*** Opening PROVIDED RECORDS ***

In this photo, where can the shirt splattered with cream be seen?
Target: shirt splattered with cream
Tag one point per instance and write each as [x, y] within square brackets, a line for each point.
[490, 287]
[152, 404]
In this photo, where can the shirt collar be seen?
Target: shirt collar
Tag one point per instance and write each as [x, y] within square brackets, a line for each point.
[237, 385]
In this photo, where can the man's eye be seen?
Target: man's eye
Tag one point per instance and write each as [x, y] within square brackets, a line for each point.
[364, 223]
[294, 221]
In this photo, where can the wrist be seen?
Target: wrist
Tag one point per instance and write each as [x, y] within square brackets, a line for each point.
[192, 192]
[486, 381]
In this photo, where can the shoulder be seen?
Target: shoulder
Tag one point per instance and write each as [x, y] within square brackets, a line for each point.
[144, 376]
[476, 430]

*** Closing PROVIDED RECORDS ***

EXERCISE >> Among the entries above, copy exactly only the lines starting with the one containing "In this photo, where can the man's" and going through the one containing "Target: shoulder", both ends included.

OUTPUT >>
In this photo, where can the man's eye be seen?
Target: man's eye
Tag one point per instance and write each as [x, y] within square brackets, a line for each point.
[364, 223]
[294, 221]
In this photo, where can the wrist be seen?
Target: wrist
Tag one point per instance and write each as [x, y] within square brackets, a line for each point.
[192, 192]
[486, 381]
In this photo, where can the shoulder be seen?
Target: shoulder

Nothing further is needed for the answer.